--- TESTO DA LEGGERE ---

8 pensieri su “Guerra in Ucraina. Prese di posizione (12)

  1. RIORDINADIARIO 8 MARZO 2022

    Lanfranco Caminiti

    pablo iglesias ha un cugggino generale a cui ha chiesto se inviando armi agli ucraini, questi sarebbero in grado di resistere. e il cugggino gli ha risposto che no, e perciò ora pablo iglesias – forte del responso tecnico del cugggino generale – dice che non bisogna inviare armi agli ucraini, benché siano proprio gli ucraini, presumibilmente anche i loro generali, che valgono certo meno sul piano strategico del cugggino di iglesias, che ce le chiedono. bisogna perciò, conclude iglesias, muoversi sul piano della diplomazia. cosa, per la verità, che pure gli ucraini fanno, visto che c’è già stato un terzo incontro tra le delegazioni russa e ucraina, che non ha cavato però un ragno dal buco. di quale “altra” diplomazia parla, iglesias?

---

## COMPITI:
(a) Nel testo da leggere, su quale piano bisogna muoversi secondo la conclusione di Iglesias?
(b) Riscrivi il passo del testo da leggere che comincia con "pablo iglesias ha" e termina con "diplomazia parla, iglesias?", sostituendo "diplomazia" con "trattativa".

--- DATI MOSTRATI ---

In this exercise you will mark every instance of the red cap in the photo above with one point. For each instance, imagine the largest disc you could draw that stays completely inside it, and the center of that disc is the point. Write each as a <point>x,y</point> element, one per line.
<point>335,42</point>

---

## ESERCIZIO SVOLTO:
(a) Sul piano della diplomazia.

(b)
pablo iglesias ha un cugggino generale a cui ha chiesto se inviando armi agli ucraini, questi sarebbero in grado di resistere. e il cugggino gli ha risposto che no, e perciò ora pablo iglesias – forte del responso tecnico del cugggino generale – dice che non bisogna inviare armi agli ucraini, benché siano proprio gli ucraini, presumibilmente anche i loro generali, che valgono certo meno sul piano strategico del cugggino di iglesias, che ce le chiedono. bisogna perciò, conclude iglesias, muoversi sul piano della trattativa. cosa, per la verità, che pure gli ucraini fanno, visto che c’è già stato un terzo incontro tra le delegazioni russa e ucraina, che non ha cavato però un ragno dal buco. di quale “altra” trattativa parla, iglesias?